Instructions for the task:
Identify every line of the material below that contains the word "dark" and copy each one. Case counts.

[Dataset excerpts on object pointing]
────────────────────────────────────────

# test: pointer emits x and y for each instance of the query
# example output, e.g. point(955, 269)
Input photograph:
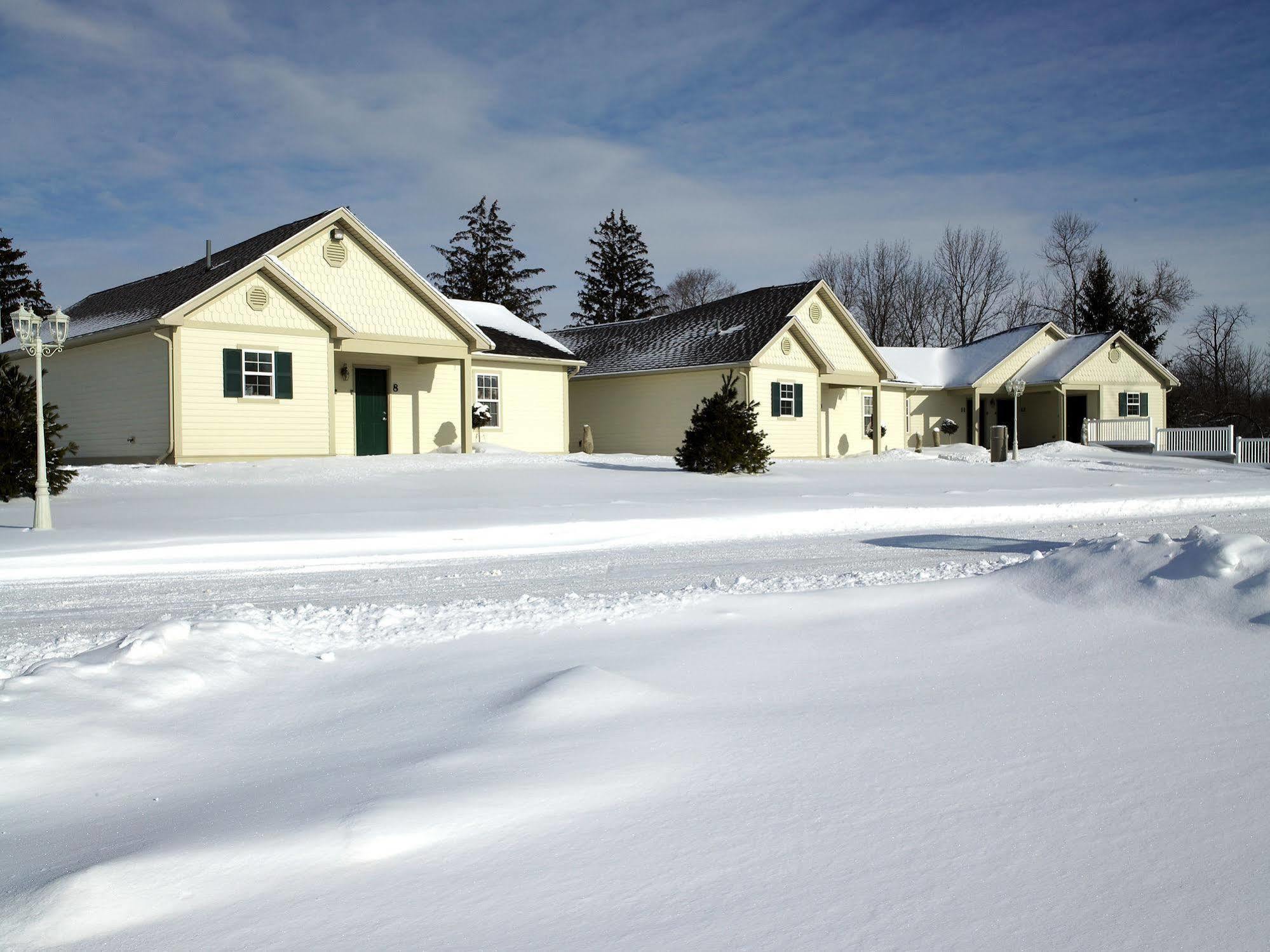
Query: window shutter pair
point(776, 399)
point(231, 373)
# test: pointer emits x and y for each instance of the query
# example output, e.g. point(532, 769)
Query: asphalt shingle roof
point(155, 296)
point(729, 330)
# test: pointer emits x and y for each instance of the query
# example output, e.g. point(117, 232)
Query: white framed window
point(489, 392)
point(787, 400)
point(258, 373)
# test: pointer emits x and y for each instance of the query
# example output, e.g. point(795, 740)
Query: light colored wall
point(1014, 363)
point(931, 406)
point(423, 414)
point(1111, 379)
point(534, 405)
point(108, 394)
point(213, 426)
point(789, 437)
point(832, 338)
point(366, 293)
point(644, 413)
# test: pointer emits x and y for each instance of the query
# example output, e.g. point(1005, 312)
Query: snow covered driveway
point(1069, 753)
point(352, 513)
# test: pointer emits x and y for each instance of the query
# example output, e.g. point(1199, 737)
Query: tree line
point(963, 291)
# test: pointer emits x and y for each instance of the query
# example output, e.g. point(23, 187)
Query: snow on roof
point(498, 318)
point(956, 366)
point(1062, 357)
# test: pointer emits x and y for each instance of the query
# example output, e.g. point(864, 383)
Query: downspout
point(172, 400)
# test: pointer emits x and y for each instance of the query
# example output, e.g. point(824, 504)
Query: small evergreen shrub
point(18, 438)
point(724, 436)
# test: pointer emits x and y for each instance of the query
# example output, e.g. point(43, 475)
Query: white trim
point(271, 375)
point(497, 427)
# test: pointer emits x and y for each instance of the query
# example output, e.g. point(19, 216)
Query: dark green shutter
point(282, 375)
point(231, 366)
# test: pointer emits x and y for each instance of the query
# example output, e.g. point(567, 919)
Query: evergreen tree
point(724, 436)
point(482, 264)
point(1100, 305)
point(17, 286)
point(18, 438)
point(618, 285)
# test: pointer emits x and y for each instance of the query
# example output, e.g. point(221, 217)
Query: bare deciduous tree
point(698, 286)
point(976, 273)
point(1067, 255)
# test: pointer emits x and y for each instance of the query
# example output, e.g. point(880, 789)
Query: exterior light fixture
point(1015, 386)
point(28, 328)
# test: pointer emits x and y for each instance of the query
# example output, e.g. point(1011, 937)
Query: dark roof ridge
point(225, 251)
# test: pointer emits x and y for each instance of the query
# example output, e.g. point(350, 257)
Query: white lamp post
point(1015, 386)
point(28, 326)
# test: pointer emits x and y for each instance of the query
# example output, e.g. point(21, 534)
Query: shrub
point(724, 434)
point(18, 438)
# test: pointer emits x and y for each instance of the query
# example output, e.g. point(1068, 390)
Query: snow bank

────────────────────────────────────────

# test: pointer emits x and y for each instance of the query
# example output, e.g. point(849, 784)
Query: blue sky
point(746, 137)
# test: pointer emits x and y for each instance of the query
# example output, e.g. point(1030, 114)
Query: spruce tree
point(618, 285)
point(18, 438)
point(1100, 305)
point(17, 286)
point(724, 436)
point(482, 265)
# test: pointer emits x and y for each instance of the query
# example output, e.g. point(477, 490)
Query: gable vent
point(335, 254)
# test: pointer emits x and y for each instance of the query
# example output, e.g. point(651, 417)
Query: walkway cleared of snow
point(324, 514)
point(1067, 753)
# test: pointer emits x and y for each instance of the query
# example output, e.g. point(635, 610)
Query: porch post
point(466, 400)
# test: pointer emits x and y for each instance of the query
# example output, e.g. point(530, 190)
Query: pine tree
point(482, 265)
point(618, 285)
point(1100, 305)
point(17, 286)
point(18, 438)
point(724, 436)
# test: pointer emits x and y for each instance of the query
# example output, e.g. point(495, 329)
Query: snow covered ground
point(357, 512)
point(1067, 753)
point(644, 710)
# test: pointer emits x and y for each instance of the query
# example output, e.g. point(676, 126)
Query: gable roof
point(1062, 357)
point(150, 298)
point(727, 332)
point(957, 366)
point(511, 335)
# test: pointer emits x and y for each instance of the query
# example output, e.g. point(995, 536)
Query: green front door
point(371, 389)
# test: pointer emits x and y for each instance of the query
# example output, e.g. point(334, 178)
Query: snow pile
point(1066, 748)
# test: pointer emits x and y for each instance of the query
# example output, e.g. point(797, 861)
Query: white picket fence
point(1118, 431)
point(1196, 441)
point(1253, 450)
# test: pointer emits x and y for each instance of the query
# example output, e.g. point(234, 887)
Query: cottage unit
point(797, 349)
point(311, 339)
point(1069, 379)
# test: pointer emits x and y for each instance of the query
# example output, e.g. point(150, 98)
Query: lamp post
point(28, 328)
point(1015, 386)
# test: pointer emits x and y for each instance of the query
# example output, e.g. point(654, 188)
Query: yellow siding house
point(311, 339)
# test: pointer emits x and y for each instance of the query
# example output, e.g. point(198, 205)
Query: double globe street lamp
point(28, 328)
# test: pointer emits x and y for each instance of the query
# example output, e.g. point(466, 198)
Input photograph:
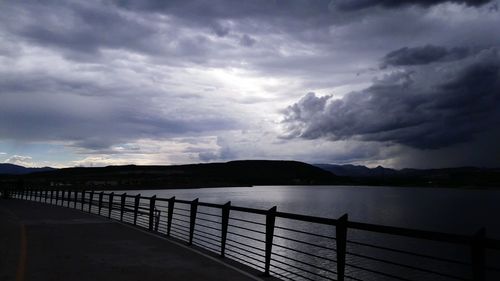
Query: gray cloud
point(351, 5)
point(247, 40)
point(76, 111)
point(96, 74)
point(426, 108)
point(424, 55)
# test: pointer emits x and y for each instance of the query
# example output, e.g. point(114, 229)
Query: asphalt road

────────────────────────────────────────

Solution to the exercise:
Query: dark green shutter
Query: dark roof ridge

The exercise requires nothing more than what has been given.